_TASK PROMPT_
Below are records that contain pictures; transcribe the text exactly and omit the pictures.

---- EXCERPTED RECORDS

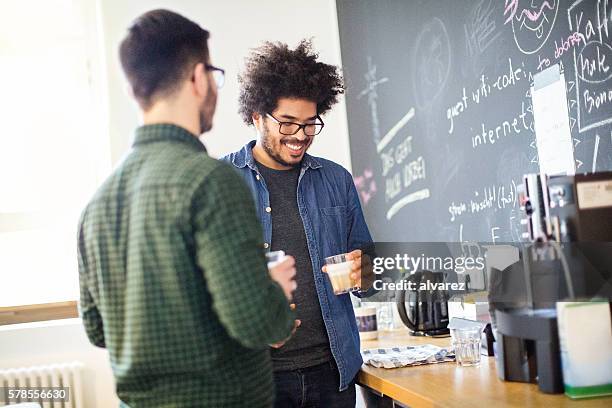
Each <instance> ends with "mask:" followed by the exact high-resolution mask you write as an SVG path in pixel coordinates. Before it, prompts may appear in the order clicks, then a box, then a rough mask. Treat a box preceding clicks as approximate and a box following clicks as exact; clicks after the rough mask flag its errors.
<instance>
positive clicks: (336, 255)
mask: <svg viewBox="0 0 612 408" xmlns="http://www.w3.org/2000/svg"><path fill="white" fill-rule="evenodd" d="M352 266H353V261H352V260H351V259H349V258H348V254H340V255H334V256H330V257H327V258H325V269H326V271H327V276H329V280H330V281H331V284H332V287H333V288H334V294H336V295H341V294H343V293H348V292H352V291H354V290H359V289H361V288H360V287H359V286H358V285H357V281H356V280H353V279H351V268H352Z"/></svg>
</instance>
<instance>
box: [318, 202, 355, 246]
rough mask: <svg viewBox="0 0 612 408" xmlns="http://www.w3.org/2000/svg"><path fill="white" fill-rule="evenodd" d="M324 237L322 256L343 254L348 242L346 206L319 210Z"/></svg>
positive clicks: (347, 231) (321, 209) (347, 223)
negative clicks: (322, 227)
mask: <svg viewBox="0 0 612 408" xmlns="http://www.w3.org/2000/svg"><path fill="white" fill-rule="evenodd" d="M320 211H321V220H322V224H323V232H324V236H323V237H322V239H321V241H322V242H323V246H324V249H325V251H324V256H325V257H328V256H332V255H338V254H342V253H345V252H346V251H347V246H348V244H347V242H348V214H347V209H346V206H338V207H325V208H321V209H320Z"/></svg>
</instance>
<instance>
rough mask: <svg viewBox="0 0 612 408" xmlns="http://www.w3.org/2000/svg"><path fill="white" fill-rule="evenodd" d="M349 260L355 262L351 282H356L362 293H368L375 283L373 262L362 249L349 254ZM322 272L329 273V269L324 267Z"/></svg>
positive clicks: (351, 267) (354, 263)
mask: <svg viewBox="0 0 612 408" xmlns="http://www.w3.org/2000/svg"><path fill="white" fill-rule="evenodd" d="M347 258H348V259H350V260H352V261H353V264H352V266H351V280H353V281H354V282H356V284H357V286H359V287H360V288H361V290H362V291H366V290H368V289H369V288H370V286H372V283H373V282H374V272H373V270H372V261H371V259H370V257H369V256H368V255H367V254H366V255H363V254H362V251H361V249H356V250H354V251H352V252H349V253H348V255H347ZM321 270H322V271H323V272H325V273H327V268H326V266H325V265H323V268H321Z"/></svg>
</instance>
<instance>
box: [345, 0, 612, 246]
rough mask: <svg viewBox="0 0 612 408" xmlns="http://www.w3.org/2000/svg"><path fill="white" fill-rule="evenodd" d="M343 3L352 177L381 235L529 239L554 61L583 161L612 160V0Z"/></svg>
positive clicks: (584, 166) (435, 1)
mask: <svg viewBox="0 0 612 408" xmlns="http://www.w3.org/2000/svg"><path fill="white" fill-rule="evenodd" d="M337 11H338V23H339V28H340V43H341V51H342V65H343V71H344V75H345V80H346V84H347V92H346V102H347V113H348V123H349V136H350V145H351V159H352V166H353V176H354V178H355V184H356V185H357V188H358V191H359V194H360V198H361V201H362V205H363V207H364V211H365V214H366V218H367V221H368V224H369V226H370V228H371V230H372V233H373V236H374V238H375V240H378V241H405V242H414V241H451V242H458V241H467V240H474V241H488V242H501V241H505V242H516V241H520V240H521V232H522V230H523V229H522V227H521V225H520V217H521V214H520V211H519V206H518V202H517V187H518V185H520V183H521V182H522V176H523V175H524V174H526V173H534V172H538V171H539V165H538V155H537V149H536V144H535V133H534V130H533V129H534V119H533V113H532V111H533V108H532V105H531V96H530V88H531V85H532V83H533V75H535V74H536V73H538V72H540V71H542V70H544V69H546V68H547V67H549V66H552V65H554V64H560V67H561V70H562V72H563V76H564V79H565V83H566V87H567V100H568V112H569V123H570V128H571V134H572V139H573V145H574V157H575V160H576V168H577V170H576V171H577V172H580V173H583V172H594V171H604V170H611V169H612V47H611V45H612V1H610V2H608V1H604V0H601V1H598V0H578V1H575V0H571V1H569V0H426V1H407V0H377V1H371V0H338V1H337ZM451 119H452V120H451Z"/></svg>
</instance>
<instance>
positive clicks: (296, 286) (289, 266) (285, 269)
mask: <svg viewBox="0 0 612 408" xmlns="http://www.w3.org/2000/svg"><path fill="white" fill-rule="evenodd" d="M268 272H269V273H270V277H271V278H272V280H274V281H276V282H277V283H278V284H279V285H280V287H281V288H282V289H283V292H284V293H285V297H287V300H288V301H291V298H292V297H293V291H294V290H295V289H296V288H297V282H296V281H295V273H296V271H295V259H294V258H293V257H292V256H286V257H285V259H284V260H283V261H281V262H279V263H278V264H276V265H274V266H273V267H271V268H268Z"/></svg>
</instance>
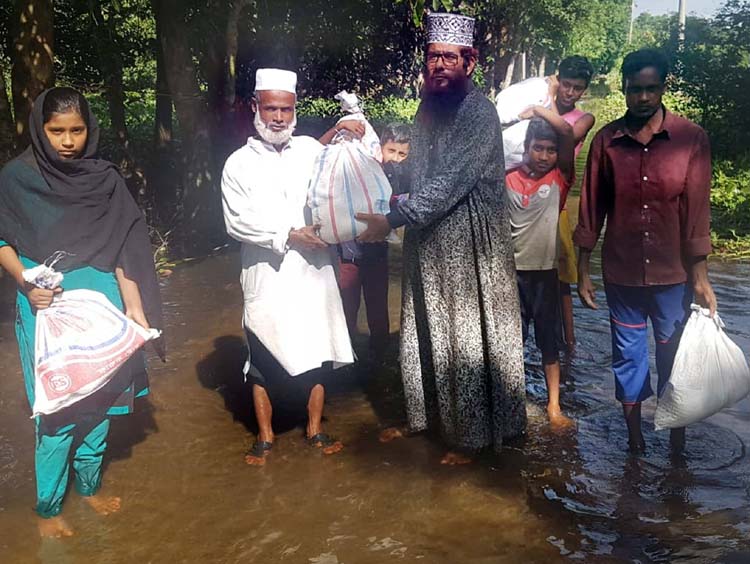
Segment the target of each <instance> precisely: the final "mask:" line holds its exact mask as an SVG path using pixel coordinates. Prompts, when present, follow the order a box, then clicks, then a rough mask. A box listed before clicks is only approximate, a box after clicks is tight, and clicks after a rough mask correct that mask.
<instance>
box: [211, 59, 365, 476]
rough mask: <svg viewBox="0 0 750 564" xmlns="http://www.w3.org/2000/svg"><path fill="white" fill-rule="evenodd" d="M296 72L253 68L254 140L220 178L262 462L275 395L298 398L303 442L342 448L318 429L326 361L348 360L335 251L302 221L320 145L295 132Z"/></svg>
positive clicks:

--------

_TASK OUTPUT_
Each <instance> ends with "mask:" followed by the exact high-resolution mask you write as an SVG path in pixel coordinates. Before it, prompts may appear in the order clicks, then a box, then a rough mask. Treat a box preceding clicks as approximate and a box following clicks as exact; clicks after the rough mask flag its errors.
<instance>
positive clicks: (336, 255)
mask: <svg viewBox="0 0 612 408" xmlns="http://www.w3.org/2000/svg"><path fill="white" fill-rule="evenodd" d="M352 266H353V261H352V260H351V259H349V258H348V254H340V255H334V256H330V257H327V258H325V269H326V271H327V276H329V280H330V281H331V284H332V287H333V288H334V294H336V295H341V294H343V293H348V292H352V291H354V290H359V289H361V288H360V287H359V286H358V285H357V281H356V280H353V279H351V268H352Z"/></svg>
</instance>
<instance>
box: [318, 202, 355, 246]
rough mask: <svg viewBox="0 0 612 408" xmlns="http://www.w3.org/2000/svg"><path fill="white" fill-rule="evenodd" d="M324 237L322 256L343 254L348 242L346 206L319 210Z"/></svg>
positive clicks: (347, 231) (321, 209) (347, 223)
negative clicks: (322, 227)
mask: <svg viewBox="0 0 612 408" xmlns="http://www.w3.org/2000/svg"><path fill="white" fill-rule="evenodd" d="M320 211H321V220H322V224H323V232H324V236H323V237H322V239H321V241H322V242H323V246H324V249H325V251H324V256H325V257H328V256H332V255H338V254H342V253H345V252H346V251H347V246H348V244H347V242H348V214H347V209H346V206H338V207H325V208H321V209H320Z"/></svg>
</instance>
<instance>
rough mask: <svg viewBox="0 0 612 408" xmlns="http://www.w3.org/2000/svg"><path fill="white" fill-rule="evenodd" d="M349 260L355 262L351 282H356L362 293H368L375 283L373 262L362 249L349 254ZM322 272L329 273V269L324 267Z"/></svg>
positive clicks: (351, 267) (354, 263)
mask: <svg viewBox="0 0 612 408" xmlns="http://www.w3.org/2000/svg"><path fill="white" fill-rule="evenodd" d="M347 258H348V259H350V260H352V261H353V264H352V266H351V280H353V281H354V282H356V284H357V286H359V287H360V288H361V290H362V291H366V290H368V289H369V288H370V286H372V283H373V282H374V272H373V270H372V261H371V259H370V257H369V256H368V255H367V254H366V255H363V254H362V251H361V249H356V250H354V251H352V252H349V253H348V255H347ZM321 270H322V271H323V272H325V273H327V268H326V266H325V265H323V268H321Z"/></svg>
</instance>
<instance>
box: [345, 0, 612, 246]
rough mask: <svg viewBox="0 0 612 408" xmlns="http://www.w3.org/2000/svg"><path fill="white" fill-rule="evenodd" d="M343 3L352 177L381 235L529 239L554 61L583 161L612 160V0Z"/></svg>
positive clicks: (584, 166) (435, 1)
mask: <svg viewBox="0 0 612 408" xmlns="http://www.w3.org/2000/svg"><path fill="white" fill-rule="evenodd" d="M337 11H338V23H339V28H340V43H341V51H342V65H343V71H344V75H345V80H346V84H347V92H346V102H347V113H348V123H349V136H350V145H351V159H352V166H353V176H354V178H355V184H356V185H357V188H358V191H359V194H360V198H361V201H362V205H363V207H364V211H365V214H366V218H367V221H368V224H369V226H370V228H371V230H372V233H373V236H374V238H375V240H378V241H405V242H414V241H451V242H458V241H467V240H474V241H488V242H501V241H505V242H516V241H520V240H521V232H522V230H523V229H522V227H521V225H520V217H521V214H520V211H519V206H518V202H517V187H518V185H520V183H521V182H522V176H523V175H524V174H526V173H534V172H538V171H539V165H538V155H537V149H536V144H535V133H534V130H533V129H534V119H533V113H532V111H533V108H532V105H531V96H530V88H531V85H532V83H533V75H535V74H536V73H538V72H540V71H542V70H544V69H546V68H547V67H549V66H552V65H554V64H560V67H561V70H562V72H563V76H564V79H565V83H566V87H567V100H568V112H569V123H570V128H571V134H572V139H573V145H574V157H575V160H576V168H577V170H576V171H577V172H580V173H583V172H594V171H604V170H611V169H612V47H611V45H612V1H610V2H608V1H604V0H601V1H598V0H578V1H575V0H571V1H569V0H426V1H407V0H377V1H371V0H338V1H337ZM451 119H452V120H451Z"/></svg>
</instance>
<instance>
positive clicks: (296, 286) (289, 266) (285, 269)
mask: <svg viewBox="0 0 612 408" xmlns="http://www.w3.org/2000/svg"><path fill="white" fill-rule="evenodd" d="M268 272H269V273H270V277H271V278H272V280H274V281H276V282H277V283H278V284H279V285H280V287H281V288H282V289H283V292H284V293H285V297H287V300H288V301H291V298H292V297H293V291H294V290H295V289H296V288H297V282H296V281H295V273H296V271H295V259H294V258H293V257H292V256H286V257H285V259H284V260H283V261H281V262H279V263H278V264H276V265H274V266H273V267H271V268H268Z"/></svg>
</instance>
Segment the target of each <instance> precisely: the final "mask:" line holds its exact mask as an SVG path using pixel coordinates. Prompts, when present, follow the order a box, then clicks, then a rough mask. A box listed before clicks is only approximate, a box after clicks is tight, and clicks after a rough mask correct that mask.
<instance>
box: [211, 59, 365, 476]
rough mask: <svg viewBox="0 0 750 564" xmlns="http://www.w3.org/2000/svg"><path fill="white" fill-rule="evenodd" d="M296 72L253 68L254 140L220 178L262 462L275 395L298 398L303 442L342 448L318 429L326 361L348 360L335 251L302 221L320 145L295 132Z"/></svg>
positive clicks:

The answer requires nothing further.